**What is asked:**
Write out every line of the material exactly as it appears.

◇ ◇ ◇ ◇ ◇ ◇ ◇

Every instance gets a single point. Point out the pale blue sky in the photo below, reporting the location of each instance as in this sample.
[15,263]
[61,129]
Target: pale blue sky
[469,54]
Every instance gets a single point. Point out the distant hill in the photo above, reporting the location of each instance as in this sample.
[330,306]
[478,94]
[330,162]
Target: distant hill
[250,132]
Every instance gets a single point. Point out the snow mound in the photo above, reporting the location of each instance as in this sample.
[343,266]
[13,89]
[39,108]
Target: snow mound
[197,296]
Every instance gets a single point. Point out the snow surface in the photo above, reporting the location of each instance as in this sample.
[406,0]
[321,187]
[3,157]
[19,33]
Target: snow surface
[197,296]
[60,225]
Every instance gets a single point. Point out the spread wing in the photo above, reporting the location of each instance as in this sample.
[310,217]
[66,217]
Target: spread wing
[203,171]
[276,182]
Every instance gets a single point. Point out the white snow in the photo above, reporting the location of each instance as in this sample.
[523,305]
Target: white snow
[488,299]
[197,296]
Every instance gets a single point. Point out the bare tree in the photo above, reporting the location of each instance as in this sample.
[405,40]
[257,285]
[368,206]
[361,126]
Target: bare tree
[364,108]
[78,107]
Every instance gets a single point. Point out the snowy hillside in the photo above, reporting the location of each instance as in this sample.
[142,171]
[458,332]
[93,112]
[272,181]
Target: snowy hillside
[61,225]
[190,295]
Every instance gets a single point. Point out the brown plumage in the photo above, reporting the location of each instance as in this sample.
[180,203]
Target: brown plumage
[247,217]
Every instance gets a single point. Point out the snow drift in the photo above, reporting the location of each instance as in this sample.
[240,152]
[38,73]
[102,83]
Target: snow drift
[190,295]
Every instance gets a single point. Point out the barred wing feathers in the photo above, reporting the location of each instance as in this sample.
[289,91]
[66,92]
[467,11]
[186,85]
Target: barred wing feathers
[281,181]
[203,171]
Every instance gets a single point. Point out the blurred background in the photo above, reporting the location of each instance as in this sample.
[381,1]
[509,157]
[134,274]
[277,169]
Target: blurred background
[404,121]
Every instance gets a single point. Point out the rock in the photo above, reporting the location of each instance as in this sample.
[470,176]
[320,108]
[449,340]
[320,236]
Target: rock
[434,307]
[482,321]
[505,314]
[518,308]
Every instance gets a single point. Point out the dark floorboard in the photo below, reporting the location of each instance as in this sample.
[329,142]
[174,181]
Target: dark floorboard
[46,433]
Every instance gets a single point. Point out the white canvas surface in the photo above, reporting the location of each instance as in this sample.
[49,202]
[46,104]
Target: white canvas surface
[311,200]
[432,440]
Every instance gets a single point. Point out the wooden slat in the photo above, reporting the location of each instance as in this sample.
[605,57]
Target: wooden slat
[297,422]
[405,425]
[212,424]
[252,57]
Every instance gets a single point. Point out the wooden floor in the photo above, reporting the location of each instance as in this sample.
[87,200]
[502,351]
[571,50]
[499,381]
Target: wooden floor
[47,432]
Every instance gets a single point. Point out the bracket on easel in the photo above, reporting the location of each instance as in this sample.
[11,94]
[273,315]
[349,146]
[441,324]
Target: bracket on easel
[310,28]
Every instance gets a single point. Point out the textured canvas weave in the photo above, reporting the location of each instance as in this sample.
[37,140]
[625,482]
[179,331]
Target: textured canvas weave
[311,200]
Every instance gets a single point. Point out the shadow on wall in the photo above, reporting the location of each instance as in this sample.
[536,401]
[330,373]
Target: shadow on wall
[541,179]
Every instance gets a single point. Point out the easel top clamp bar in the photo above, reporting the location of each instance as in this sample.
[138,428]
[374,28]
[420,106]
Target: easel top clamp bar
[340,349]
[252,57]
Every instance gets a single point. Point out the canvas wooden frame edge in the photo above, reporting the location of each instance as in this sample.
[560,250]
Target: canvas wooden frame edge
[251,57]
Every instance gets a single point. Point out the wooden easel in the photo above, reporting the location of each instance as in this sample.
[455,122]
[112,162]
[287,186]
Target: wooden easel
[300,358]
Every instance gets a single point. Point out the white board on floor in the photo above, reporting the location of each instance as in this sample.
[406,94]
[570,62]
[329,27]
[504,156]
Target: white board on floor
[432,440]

◇ ◇ ◇ ◇ ◇ ◇ ◇

**Reply to the exercise:**
Every instance gets a single point. Point out the pale blue sky in the photo below, reporting the location of each instance as in this sample.
[15,263]
[61,129]
Target: pale blue sky
[469,54]
Every instance gets a single point. Point out the distant hill in the photo above, reporting the location of each instance as in this sample.
[330,306]
[478,94]
[330,162]
Target: distant hill
[250,132]
Every instance gets a single point. Point out the snow mound in the photo above, reporting the location of each instance as in this sample.
[343,266]
[13,89]
[39,108]
Target: snow mound
[197,296]
Every instance gets a single point. Point out the snow surface in the photo above, reporting the location of each instance as in this sample.
[406,0]
[321,187]
[3,157]
[19,33]
Target: snow surface
[197,296]
[60,225]
Every instance gets a single point. Point out the spread wing in the photo above, reporting the location of each instance as in this sample.
[310,217]
[66,217]
Target: spread wing
[203,171]
[276,182]
Every instance gets a single point. Point out the white snow in the photo above, reporting the location of each instance as in this sample.
[523,305]
Target: white snow
[488,299]
[197,296]
Every instance gets a single point. Point out the bare tree in the photo above, reporting the location of each instance as in this sample.
[405,40]
[257,285]
[368,206]
[361,126]
Target: bare tree
[364,108]
[78,107]
Every instance gets a single point. Point out the snowy hillside in the photo above, reporting the location of each instance as in this sample.
[142,171]
[458,332]
[93,112]
[272,181]
Target: snowy hillside
[61,225]
[190,295]
Every instance gets a single point. Point out the brown plumage in the photo above, reporting the location of each instance as in this sample.
[180,203]
Target: brown plumage
[247,217]
Every instance gets a single point. Point out the snow drift in the photo above, reporting the location of each instance as in this sample.
[240,152]
[38,73]
[102,83]
Target: snow drift
[190,295]
Every instance gets a single point. Point out the barred wing feathers in the photo above, reporting the location of each instance as in this sample.
[289,91]
[66,92]
[467,11]
[186,85]
Target: barred wing feathers
[281,181]
[203,171]
Every instance gets a single point. Point out the blurred background in the photo above, reporting the location of each instance as in this sample.
[381,1]
[509,157]
[134,274]
[277,169]
Target: blurred background
[404,121]
Every instance gets a single point. Point out the rock in the photo above, reporting the location of each instance as in this sample.
[470,176]
[320,108]
[449,340]
[320,236]
Target: rock
[434,307]
[482,321]
[505,314]
[518,308]
Every instance gets a single point. Point out the dark floorboard in the photo below, reporting the location of each instance as in this sample.
[329,142]
[174,181]
Target: dark floorboard
[46,433]
Every instance gets a single point. Point out the white canvas surface in the photo above, reporting the location of each instance as in this sample.
[49,202]
[46,104]
Target: white canvas surface
[311,200]
[432,440]
Every instance gets a single point. Point out the wooden slat in the photo above, reporting the location of each instance as in this sample.
[605,57]
Target: wooden slat
[297,422]
[405,425]
[212,424]
[252,57]
Every instance gets a single point. Point out the wooden floor in the photo above, reporting the location of each instance as in this sample.
[87,200]
[502,351]
[571,50]
[499,381]
Target: wooden floor
[47,432]
Every instance gets a single point. Point out the bracket on easel in the photo above, reporting the location of each instance as in this sample.
[11,94]
[273,315]
[349,146]
[441,324]
Target: bracket on easel
[310,28]
Every instance gets a single point. Point out the textured canvas weave in the photo above, reporting the location of each instance as in this sample.
[37,140]
[625,482]
[179,331]
Target: textured canvas weave
[311,200]
Every instance gets a single point. Point out the shadow on wall in the photo above, reporting the location of each instance as in this sample.
[536,401]
[330,373]
Target: shadow on wall
[541,179]
Every instance gets a single point. Point out the easel top clamp bar in the photo above, reporting the location of each instance as in this sample.
[138,428]
[374,28]
[420,106]
Target: easel top clamp bar
[340,349]
[252,57]
Every instance gets a single point. Point out the canvas wooden frame edge in the photo above, reporting the location of each instance as in this sample.
[560,250]
Target: canvas wooden frame edge
[251,57]
Every instance gets a single point. Point out the wooden easel in the photo above, reporting the location of each instance as in this sample.
[455,122]
[112,162]
[287,186]
Target: wooden easel
[300,358]
Every instance gets a single point. Point out the white board on floor in the photo above, reporting the location of each instance as in this sample.
[406,94]
[570,62]
[329,27]
[504,156]
Target: white board on floor
[432,440]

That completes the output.